Point labeling examples |
◆ ◆ ◆

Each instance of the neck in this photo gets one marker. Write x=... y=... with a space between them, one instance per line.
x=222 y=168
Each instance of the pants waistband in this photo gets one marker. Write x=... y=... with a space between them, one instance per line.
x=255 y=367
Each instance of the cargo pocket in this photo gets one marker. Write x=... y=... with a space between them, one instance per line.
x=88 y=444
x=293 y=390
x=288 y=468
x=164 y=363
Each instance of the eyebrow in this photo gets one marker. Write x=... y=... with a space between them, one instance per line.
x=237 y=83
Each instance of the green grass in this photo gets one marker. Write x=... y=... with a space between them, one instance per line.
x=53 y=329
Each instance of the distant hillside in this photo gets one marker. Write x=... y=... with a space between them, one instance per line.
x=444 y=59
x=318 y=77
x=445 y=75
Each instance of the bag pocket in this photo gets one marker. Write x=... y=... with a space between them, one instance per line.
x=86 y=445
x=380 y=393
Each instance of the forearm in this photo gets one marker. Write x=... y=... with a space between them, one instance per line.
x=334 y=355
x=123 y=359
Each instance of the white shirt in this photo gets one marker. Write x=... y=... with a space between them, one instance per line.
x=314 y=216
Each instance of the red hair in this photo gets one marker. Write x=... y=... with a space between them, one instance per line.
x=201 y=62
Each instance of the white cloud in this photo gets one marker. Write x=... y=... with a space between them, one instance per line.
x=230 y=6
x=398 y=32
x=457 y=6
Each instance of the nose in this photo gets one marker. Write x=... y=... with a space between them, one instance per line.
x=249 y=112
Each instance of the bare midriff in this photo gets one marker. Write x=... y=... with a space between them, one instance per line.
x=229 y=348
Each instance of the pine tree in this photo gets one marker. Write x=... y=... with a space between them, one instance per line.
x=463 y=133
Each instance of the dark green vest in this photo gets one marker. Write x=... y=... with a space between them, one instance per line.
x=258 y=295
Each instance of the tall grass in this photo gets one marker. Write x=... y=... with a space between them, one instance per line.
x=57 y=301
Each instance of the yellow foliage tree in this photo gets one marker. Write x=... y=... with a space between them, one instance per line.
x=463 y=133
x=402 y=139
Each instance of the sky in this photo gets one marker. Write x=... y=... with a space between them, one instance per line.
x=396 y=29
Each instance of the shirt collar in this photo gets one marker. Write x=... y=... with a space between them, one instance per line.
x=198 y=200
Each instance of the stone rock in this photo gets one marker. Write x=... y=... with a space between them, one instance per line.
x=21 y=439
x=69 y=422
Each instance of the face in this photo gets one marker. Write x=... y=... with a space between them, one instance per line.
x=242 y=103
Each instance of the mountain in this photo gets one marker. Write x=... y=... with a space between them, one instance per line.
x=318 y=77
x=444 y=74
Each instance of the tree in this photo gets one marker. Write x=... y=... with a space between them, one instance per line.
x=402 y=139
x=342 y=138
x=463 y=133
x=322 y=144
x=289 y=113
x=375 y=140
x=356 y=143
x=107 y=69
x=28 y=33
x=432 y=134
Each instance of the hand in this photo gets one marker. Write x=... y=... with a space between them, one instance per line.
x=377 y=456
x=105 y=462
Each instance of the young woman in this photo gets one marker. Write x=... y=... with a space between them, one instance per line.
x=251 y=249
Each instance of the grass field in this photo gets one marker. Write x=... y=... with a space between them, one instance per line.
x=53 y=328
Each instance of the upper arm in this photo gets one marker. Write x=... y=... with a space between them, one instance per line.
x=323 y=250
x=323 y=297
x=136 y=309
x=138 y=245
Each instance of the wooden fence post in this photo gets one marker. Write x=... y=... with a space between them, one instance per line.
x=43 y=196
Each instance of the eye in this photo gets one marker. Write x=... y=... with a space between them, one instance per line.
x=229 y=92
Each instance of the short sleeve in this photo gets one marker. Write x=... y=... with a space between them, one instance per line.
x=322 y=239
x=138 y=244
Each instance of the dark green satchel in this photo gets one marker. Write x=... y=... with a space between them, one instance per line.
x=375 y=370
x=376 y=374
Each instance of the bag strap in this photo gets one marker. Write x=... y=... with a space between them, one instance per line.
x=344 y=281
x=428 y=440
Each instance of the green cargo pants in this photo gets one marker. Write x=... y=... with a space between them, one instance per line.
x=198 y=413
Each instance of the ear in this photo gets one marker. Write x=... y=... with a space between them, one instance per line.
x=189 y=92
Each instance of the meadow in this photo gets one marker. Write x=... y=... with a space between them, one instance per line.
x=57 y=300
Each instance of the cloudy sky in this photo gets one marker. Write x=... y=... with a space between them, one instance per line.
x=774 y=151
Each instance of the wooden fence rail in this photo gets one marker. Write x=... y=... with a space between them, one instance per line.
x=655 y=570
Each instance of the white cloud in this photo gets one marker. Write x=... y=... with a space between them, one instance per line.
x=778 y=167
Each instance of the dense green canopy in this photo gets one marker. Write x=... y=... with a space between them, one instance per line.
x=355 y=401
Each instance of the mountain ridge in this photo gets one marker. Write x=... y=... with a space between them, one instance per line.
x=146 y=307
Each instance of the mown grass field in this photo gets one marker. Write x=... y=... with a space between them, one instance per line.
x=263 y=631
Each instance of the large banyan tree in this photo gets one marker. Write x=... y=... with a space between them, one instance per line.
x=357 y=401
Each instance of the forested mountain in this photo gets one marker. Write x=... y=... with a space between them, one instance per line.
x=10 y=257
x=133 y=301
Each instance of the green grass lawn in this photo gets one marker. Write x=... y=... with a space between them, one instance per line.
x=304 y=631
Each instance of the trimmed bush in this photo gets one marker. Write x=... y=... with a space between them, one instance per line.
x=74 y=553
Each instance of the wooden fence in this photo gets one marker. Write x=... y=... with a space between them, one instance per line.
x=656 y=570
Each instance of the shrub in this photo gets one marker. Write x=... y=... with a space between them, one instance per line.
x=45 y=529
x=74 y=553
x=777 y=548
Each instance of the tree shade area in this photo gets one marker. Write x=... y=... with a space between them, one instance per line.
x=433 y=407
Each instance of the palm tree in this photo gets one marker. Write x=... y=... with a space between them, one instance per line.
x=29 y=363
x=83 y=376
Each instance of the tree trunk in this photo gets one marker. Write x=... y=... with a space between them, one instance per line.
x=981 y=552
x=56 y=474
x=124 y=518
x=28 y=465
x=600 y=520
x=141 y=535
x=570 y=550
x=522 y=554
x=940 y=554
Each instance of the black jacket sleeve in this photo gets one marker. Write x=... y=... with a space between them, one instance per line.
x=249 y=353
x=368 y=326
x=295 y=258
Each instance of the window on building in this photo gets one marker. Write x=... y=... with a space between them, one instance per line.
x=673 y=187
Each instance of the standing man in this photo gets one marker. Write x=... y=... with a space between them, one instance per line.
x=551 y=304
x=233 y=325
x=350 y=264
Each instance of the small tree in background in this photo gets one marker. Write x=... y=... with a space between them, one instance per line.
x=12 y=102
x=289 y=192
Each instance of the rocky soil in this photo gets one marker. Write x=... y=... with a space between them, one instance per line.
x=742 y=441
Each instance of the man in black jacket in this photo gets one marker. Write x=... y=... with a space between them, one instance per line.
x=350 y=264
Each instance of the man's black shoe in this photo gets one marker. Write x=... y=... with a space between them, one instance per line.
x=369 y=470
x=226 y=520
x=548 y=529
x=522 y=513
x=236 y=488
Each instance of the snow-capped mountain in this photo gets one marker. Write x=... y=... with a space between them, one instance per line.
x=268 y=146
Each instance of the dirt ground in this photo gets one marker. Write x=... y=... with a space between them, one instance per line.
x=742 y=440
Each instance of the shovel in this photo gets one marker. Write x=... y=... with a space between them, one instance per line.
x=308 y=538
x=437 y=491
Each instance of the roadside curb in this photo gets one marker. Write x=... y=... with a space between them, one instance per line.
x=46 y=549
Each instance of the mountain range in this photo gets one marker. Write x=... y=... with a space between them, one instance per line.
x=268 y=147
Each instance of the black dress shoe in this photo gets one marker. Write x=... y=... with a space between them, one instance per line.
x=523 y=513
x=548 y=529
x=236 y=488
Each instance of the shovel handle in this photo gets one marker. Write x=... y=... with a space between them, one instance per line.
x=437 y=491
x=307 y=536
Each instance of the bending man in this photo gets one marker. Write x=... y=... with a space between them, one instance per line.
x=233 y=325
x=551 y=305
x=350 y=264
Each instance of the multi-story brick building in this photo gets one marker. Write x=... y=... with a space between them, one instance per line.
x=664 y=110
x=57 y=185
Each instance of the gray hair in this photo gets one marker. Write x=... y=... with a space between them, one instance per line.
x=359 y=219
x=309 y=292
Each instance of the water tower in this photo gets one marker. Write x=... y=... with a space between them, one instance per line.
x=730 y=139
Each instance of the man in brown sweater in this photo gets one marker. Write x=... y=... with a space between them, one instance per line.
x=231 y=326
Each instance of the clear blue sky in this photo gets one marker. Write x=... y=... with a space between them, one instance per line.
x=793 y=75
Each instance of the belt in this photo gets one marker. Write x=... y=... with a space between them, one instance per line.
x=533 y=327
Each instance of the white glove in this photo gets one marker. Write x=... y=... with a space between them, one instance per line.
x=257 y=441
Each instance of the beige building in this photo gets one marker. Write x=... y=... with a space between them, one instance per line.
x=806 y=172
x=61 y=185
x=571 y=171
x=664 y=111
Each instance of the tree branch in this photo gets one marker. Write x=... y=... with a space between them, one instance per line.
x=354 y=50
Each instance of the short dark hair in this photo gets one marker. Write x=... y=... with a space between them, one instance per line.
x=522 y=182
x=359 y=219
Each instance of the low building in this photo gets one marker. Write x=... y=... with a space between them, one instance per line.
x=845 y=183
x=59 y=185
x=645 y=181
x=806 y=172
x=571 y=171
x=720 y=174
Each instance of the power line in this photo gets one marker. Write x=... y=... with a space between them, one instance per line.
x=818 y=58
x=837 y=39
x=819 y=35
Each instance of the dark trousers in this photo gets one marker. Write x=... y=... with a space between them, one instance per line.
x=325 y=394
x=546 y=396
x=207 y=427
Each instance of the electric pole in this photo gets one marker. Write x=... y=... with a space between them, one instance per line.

◆ ◆ ◆

Exercise instructions | Nothing but the lines from the one with "Each instance of the tree branch" through the end of the data above should be repeated, each exactly as it stands.

Answer for the task |
Each instance of the tree branch in this photo gets one marker. Write x=... y=... with a space between them, one instance per line.
x=354 y=50
Each instance of the short dark hair in this photo gets one marker. Write x=... y=... with a space between them, one instance per line.
x=522 y=182
x=359 y=219
Each instance of the low building in this photo gets one marker. Write x=... y=... with a space between them, one instance per line.
x=845 y=183
x=59 y=185
x=645 y=181
x=806 y=172
x=571 y=171
x=720 y=174
Each instance of the power line in this photo gets one marker. Write x=... y=... with a space between them, one instance per line.
x=818 y=58
x=837 y=39
x=819 y=35
Each instance of the dark trousers in this photo gets one marker. Write x=... y=... with a space between them, one instance per line.
x=325 y=394
x=546 y=396
x=207 y=427
Each instance of the electric pole in this photo gets one marker. Write x=... y=... with a space between them, one instance per line.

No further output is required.